Исходный текст ▸
Публицистику взял на себя Елисеев. Много публиковался находившийся в ссылке в Вологодской губернии П. Л. Лавров (его статьи, как и статьи Писарева, печатались анонимно). В феврале 1870 года он эмигрировал, но его статьи еще появлялись в «Отечественных записках».
Обозрение европейской политической жизни было поручено открытому Ипполитом Панаевым французскому публицисту Шарлю Луи Шассену, проживавшему в Париже и посылавшему свои корреспонденции еще в «Современник».
В общем, состав авторов и редакции говорил сам за себя. Несмотря на то что очередная попытка сделать ответственным редактором Некрасова не удалась и на авантитуле по-прежнему значился Краевский, опасения публики насчет направления журнала быстро рассеялись. Не испытывало иллюзий в этом отношении и правительство, которое уже весной 1868 года стало высказывать сомнения, что новая редакция стала благонадежной. Бдительный критик Илья Александрович Арсеньев в 44-м (апрельском) номере газеты «Библиографические заметки» констатировал, что новые «Отечественные записки» — это фактически тот же «Современник».
Видимо, некоторое время ушло на урегулирование споров между Некрасовым и Краевским в отношении содержания журнала. В начале года Краевский несколько раз пытался вмешаться в ведение журнала, приходилось считаться с его требованиями снять или серьезно изменить тот или иной материал. В результате был найден компромисс, и в дальнейшем участие Краевского не приносило журналу существенного вреда. Появились у «Отечественных записок» прикормленные цензоры и близкие к правительству люди, которые в определенные моменты могли оказать поддержку. Журнал стабильно наращивал обороты, обустраивался редакционный быт. При этом знаменитые редакционные обеды «Современника» в «Отечественных записках» не прижились.
Некрасов, хотя и говорил, что отвык от журнальной работы, скорее соскучился по ней и теперь с энтузиазмом занимался привычным делом: переговорами с авторами, улаживанием мелких конфликтов, спорами из-за гонораров, правкой корректур, борьбой с цензурой. Он совсем не жаловался на здоровье, много охотился, по-прежнему выигрывал в карты — и, наверное, был счастлив: он восстановил свою жизнь, вернул то, что было у него отобрано, им снова овладело настоящее любовное чувство, сильно отличавшееся от «делового» романа отношений с Селиной Лефрен.

Что требуется ▸
Продолжите текст о Некрасове и «Отечественных записках» после его последнего предложения. Листинг взят из другого источника.

Фрагмент листинга ▸
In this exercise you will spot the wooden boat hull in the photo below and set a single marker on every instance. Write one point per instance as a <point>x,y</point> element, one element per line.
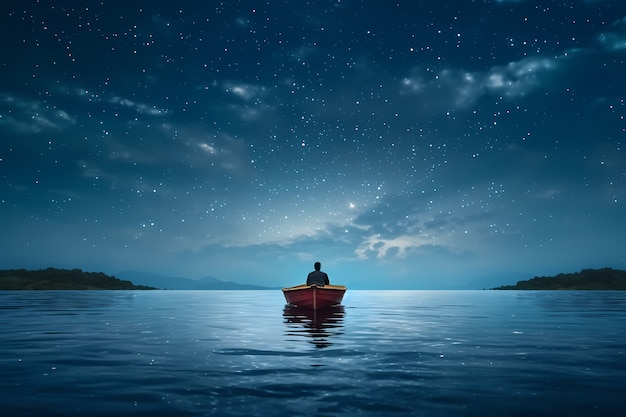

Результат ▸
Его новую избранницу звали Прасковья Николаевна Мейшен (в девичестве Максимова), она была «из простых», родом из Ярославля. К моменту знакомства с Некрасовым ей было около двадцати пяти лет. Она недавно овдовела — ее муж, «губернский механик», инженер-технолог Виктор Иванович Мейшен, скончался 12 марта 1867 года в возрасте сорока четырех лет, не оставив ей в наследство никакого капитала, кроме домика в Ярославле, который еще нужно было юридически оформить. Наиболее вероятная дата их знакомства — август 1868 года, когда поэт ненадолго приезжал в Карабиху и Ярославль. Что их свело, неизвестно; можно лишь предполагать, что супруг Прасковьи Николаевны в качестве специалиста по котлам мог оказывать какие-то услуги Федору Алексеевичу Некрасову при строительстве винокуренного завода в Карабихе. Однако о том, какие чувства испытывал поэт в начале знакомства, свидетельства имеются. Единокровная сестра Некрасова Елизавета вспоминала:
«Николай Алексеевич пробыл некоторое время у нас в Ярославле. Как-то раз он захотел, чтобы я пошла с ним на бульвар на набережную Волги. Я заметила, что он был как-то взволнован, а когда мы увидели Волгу во всей ее красе, то брат воскликнул: «Хороша ты, Волга, да в карман ее не положишь!» Впоследствии я узнала, что брат увлекся одной молодой девушкой…»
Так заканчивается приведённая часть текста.